### TASK PROMPT:
Only the count is expected: the number of lines below that contain "shirt".

------------------------------------

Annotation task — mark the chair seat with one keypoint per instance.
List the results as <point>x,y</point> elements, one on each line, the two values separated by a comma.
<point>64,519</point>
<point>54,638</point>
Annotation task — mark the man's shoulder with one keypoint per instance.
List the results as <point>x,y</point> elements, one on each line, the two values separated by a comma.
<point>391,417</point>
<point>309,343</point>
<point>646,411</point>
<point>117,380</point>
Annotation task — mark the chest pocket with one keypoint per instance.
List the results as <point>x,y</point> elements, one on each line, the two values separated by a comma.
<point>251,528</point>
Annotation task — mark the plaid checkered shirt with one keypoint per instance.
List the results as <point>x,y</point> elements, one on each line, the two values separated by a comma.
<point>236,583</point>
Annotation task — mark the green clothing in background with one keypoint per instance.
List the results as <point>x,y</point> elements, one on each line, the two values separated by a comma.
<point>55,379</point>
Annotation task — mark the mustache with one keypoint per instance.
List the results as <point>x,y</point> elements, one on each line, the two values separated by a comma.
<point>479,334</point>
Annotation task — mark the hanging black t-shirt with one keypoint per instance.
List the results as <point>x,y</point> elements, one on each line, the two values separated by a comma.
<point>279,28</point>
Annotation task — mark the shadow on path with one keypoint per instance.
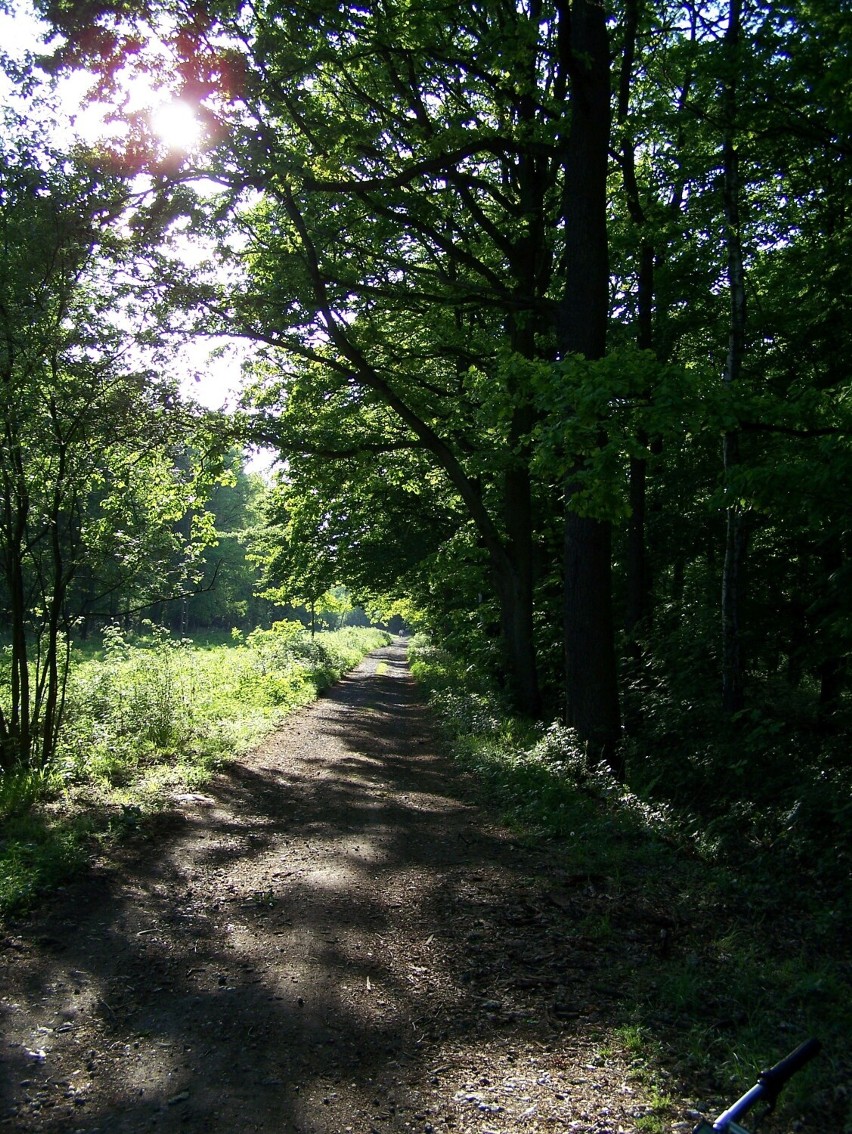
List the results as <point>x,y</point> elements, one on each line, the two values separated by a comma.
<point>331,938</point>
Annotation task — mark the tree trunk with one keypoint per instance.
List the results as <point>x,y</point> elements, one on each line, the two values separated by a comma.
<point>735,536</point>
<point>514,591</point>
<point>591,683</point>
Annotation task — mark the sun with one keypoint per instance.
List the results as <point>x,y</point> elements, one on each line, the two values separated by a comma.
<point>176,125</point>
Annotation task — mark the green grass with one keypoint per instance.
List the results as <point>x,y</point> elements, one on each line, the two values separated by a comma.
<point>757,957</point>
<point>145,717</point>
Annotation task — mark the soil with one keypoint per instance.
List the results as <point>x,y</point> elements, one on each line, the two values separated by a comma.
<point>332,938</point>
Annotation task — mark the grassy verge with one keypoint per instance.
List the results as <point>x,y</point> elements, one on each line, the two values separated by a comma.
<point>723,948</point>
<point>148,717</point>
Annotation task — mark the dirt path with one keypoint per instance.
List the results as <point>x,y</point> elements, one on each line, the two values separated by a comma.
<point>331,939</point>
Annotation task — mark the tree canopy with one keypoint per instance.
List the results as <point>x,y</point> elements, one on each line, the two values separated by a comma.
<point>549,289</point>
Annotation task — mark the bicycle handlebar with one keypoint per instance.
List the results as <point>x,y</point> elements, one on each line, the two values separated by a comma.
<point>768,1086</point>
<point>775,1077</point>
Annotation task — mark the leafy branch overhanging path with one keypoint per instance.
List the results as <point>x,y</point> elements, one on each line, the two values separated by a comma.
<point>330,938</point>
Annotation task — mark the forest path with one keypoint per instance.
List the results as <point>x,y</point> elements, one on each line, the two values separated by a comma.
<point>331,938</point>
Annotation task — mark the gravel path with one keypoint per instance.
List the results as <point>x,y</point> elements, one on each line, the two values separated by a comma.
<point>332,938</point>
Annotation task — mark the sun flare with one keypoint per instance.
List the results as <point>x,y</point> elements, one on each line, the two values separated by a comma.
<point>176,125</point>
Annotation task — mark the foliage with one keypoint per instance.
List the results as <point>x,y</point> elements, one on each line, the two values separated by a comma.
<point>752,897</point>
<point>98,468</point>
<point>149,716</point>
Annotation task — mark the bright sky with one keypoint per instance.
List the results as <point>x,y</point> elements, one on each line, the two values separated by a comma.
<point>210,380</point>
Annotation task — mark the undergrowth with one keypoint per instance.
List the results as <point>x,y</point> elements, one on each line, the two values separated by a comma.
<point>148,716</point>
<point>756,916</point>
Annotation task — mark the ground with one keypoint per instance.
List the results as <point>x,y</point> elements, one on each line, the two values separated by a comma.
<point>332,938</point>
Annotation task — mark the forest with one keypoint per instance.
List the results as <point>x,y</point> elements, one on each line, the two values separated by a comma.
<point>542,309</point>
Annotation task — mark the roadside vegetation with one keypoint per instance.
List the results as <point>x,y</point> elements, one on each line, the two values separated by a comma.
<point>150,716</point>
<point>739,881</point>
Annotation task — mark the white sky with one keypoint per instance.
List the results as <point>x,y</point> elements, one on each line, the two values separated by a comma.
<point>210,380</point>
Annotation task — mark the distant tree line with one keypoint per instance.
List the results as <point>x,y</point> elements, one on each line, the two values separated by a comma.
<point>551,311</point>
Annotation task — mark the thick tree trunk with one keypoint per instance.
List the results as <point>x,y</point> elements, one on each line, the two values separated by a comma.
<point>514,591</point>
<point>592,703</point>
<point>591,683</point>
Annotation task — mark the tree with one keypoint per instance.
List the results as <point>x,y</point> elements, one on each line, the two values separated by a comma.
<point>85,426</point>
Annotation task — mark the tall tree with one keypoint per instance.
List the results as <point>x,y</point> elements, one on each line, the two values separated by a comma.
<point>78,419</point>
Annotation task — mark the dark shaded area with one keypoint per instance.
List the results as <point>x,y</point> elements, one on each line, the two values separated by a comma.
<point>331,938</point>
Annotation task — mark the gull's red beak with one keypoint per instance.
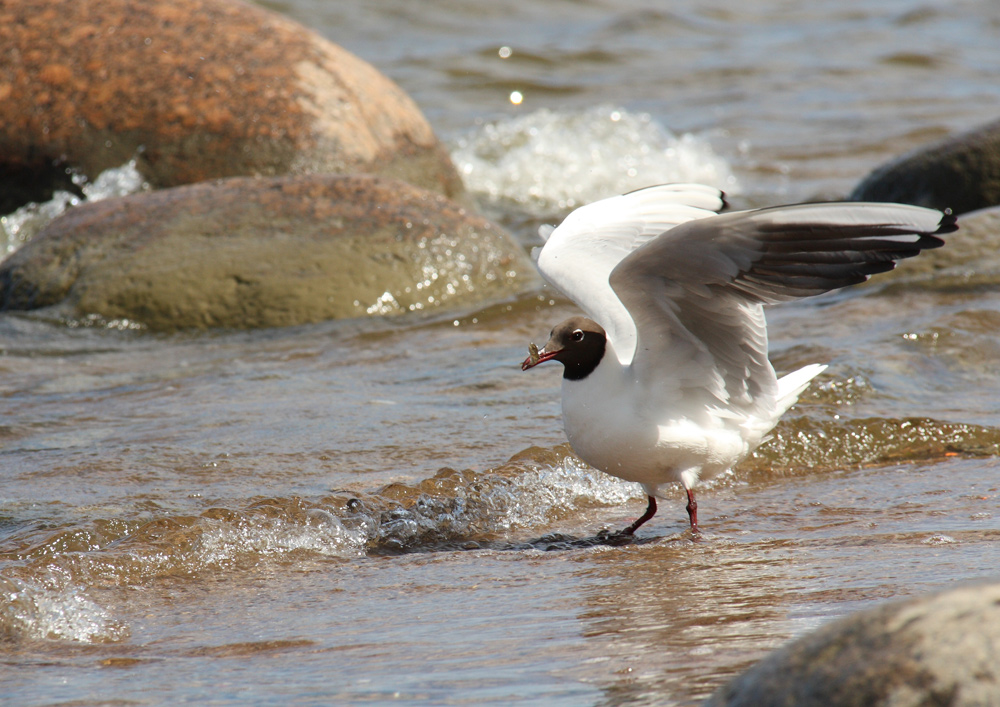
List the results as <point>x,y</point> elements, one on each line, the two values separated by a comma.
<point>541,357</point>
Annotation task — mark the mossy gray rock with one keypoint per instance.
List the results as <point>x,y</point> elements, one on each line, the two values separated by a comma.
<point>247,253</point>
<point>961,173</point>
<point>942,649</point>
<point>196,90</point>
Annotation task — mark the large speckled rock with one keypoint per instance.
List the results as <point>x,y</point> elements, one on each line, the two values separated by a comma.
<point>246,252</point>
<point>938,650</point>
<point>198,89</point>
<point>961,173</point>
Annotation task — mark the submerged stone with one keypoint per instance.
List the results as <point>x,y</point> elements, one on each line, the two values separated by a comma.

------------------------------------

### EXPECTED ANSWER:
2